**EXERCISE REQUIREMENTS**
Please convert the data below into a numbered list, one item per line, skipping any blank lines. Leave the pictures out.

**RAW DATA**

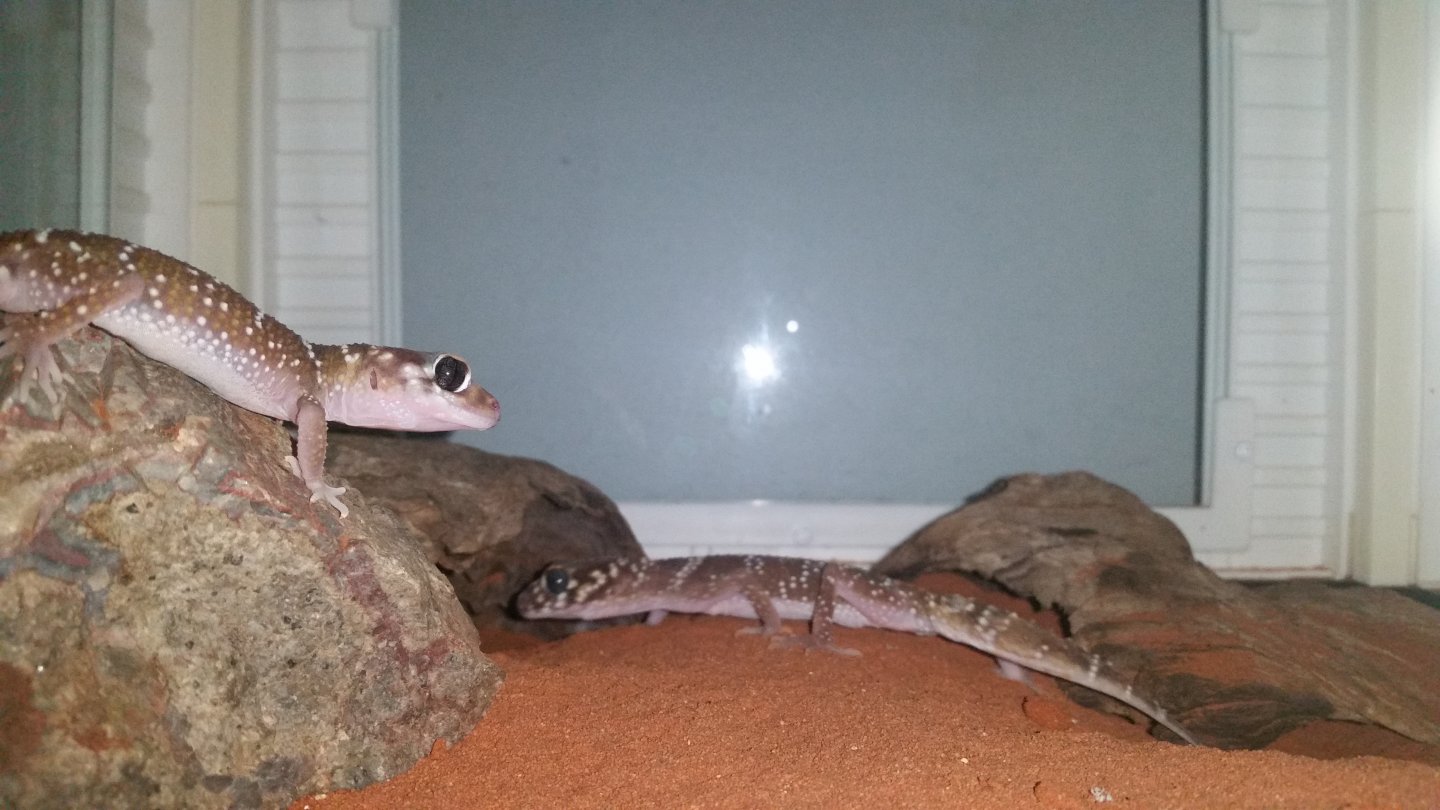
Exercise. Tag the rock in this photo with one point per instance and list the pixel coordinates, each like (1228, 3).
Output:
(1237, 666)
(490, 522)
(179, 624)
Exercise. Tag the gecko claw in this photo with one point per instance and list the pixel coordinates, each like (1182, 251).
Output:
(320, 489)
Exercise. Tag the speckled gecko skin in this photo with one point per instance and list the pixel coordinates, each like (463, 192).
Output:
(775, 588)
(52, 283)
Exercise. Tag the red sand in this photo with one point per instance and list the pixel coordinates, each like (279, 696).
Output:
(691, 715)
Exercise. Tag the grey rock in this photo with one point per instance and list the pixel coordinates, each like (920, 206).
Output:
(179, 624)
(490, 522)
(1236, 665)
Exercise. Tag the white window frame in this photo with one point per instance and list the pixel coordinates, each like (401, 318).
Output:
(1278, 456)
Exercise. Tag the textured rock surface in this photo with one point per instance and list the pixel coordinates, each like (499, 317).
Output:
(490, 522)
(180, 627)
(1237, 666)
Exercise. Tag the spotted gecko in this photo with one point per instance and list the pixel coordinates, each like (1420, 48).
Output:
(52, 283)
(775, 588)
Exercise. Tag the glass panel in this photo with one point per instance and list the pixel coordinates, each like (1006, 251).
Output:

**COMPLETE RESPONSE**
1. Exercise. Tag the rock in this photo with one point per instance and list the pixel coordinates, each like (1228, 3).
2. Output:
3. (1237, 666)
4. (490, 522)
5. (179, 624)
6. Exercise. Tag the gecko claw in this photo with one point per instance and list the pixel coordinates, each like (1182, 251).
7. Output:
8. (320, 489)
9. Exercise. Tag the speckled gecko skin in this photo with one point per instance and list the pixel coordinates, each like (463, 192).
10. Output:
11. (775, 588)
12. (52, 283)
13. Exercise. Tag the red sand in this photo with one point per instance and list the pixel coordinates, each like (279, 696).
14. Output:
15. (691, 715)
16. Exercise. Tag the grey rock in this photo with one point per instance and list the pixel coordinates, each like (920, 206).
17. Output:
18. (179, 624)
19. (490, 522)
20. (1236, 665)
21. Exercise. Tag the white window frame in this photo with one point per instance and list the pixel coordinates, each like (401, 318).
22. Output:
23. (1278, 456)
24. Exercise. Tag the textured rock surface in this photo with one point per instance and list the pixel coordinates, each like (499, 317).
25. Output:
26. (490, 522)
27. (180, 627)
28. (1237, 666)
29. Exercise. Tag the spotted gecko in this photo with one point per instance and list the pixel coordinates, each like (1420, 48).
30. Output:
31. (52, 283)
32. (775, 588)
33. Exercise. Tag the glass panel in this photo with one point per instance and list the pixel coordinates, each like (1006, 251).
34. Output:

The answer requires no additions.